Exercise details >>
Only the lines from the start of the data through the line containing "# indicate a dot on each instance of the rear quarter" should be written out, exactly as they are, with both ends included and the pictures left out.

Data records >>
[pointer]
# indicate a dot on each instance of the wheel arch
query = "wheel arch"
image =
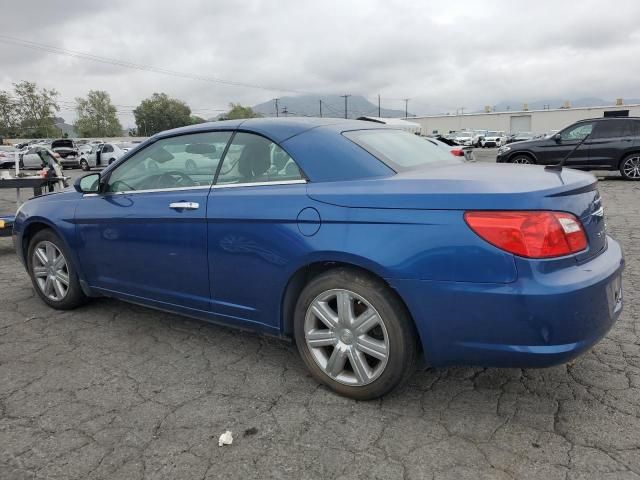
(633, 151)
(38, 224)
(303, 275)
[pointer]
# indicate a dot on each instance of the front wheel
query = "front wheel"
(354, 334)
(52, 274)
(630, 167)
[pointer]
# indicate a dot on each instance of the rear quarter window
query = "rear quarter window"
(398, 149)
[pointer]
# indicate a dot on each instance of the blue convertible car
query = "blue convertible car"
(367, 245)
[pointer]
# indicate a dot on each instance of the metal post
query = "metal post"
(345, 96)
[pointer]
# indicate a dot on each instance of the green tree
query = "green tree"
(161, 112)
(35, 107)
(9, 120)
(238, 111)
(97, 116)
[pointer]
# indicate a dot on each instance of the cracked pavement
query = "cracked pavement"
(113, 390)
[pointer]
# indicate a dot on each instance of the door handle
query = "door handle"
(184, 205)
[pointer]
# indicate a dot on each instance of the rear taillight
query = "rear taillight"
(540, 234)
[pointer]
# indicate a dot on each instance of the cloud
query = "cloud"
(442, 55)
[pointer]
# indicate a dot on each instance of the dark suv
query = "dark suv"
(613, 144)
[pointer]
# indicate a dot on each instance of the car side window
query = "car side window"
(255, 159)
(613, 129)
(185, 161)
(577, 132)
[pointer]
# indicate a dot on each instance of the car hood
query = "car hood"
(460, 186)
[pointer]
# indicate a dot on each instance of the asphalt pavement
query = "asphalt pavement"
(117, 391)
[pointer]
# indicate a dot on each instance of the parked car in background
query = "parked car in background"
(65, 147)
(463, 138)
(478, 136)
(493, 139)
(32, 157)
(520, 137)
(612, 144)
(455, 150)
(100, 155)
(7, 156)
(365, 244)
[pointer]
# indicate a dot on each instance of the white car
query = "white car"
(464, 138)
(493, 139)
(32, 157)
(100, 156)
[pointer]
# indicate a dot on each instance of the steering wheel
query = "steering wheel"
(175, 178)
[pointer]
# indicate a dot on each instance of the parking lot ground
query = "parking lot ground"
(118, 391)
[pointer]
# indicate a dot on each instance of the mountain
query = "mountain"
(332, 106)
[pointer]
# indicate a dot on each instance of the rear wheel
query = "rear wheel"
(630, 167)
(354, 334)
(52, 274)
(523, 159)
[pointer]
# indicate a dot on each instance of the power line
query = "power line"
(137, 66)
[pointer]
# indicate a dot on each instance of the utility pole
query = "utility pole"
(345, 96)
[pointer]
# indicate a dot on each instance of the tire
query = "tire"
(630, 167)
(44, 251)
(522, 159)
(383, 348)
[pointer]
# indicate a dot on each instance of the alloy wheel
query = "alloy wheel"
(51, 271)
(631, 167)
(346, 337)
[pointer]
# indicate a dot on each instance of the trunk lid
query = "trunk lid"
(478, 187)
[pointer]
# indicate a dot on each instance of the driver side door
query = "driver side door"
(144, 237)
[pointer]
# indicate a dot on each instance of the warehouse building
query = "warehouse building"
(536, 121)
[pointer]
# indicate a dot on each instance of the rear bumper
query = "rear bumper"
(542, 319)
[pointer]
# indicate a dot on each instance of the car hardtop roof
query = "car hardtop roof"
(278, 129)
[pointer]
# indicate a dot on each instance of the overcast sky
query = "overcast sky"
(442, 55)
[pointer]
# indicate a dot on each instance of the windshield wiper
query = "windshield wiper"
(558, 167)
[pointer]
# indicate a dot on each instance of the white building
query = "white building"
(412, 127)
(536, 121)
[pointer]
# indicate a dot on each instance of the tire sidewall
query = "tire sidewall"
(516, 157)
(400, 330)
(75, 296)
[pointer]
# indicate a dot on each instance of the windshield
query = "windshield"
(398, 149)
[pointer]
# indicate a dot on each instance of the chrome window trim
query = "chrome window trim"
(258, 184)
(155, 190)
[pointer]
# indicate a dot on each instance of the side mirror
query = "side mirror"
(88, 184)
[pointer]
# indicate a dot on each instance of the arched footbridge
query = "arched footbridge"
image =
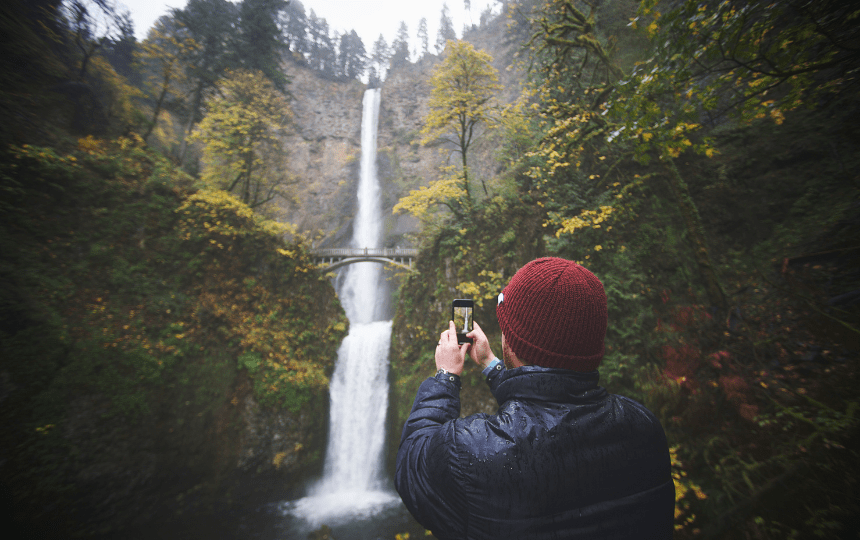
(334, 258)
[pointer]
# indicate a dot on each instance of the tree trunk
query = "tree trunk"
(195, 104)
(696, 233)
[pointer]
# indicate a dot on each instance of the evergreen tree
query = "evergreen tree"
(423, 37)
(379, 60)
(211, 24)
(322, 54)
(351, 56)
(400, 47)
(259, 39)
(294, 27)
(446, 30)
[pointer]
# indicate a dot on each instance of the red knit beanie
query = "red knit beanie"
(553, 314)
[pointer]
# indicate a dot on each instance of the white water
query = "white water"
(352, 484)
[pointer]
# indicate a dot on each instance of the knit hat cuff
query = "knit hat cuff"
(541, 357)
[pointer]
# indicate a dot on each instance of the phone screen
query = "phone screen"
(461, 314)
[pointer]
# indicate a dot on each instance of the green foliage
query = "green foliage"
(463, 86)
(131, 302)
(240, 134)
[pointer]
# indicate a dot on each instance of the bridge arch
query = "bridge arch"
(331, 259)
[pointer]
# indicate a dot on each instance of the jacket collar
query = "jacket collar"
(536, 383)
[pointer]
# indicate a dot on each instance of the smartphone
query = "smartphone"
(461, 314)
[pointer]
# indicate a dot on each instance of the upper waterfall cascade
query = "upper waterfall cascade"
(352, 484)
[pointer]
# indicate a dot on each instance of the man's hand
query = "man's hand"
(480, 351)
(449, 355)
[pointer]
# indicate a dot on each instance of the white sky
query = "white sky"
(368, 18)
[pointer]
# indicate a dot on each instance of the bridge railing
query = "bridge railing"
(364, 252)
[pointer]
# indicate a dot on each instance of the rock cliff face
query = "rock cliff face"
(325, 145)
(324, 154)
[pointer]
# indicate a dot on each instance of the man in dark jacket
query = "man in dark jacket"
(562, 458)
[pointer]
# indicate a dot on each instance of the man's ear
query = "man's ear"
(509, 356)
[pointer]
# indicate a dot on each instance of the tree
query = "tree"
(463, 86)
(242, 150)
(259, 44)
(423, 36)
(164, 49)
(400, 47)
(379, 60)
(211, 24)
(588, 100)
(446, 30)
(352, 56)
(322, 55)
(294, 25)
(95, 23)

Answer space >>
[pointer]
# indicate a dot on each instance of the wheel arch
query = "wheel arch"
image =
(633, 151)
(38, 224)
(303, 275)
[pointer]
# indicate a dot on each instance of the front wheel
query = "front wheel"
(354, 334)
(52, 274)
(630, 167)
[pointer]
# indicate a dot on each instance of the rear quarter window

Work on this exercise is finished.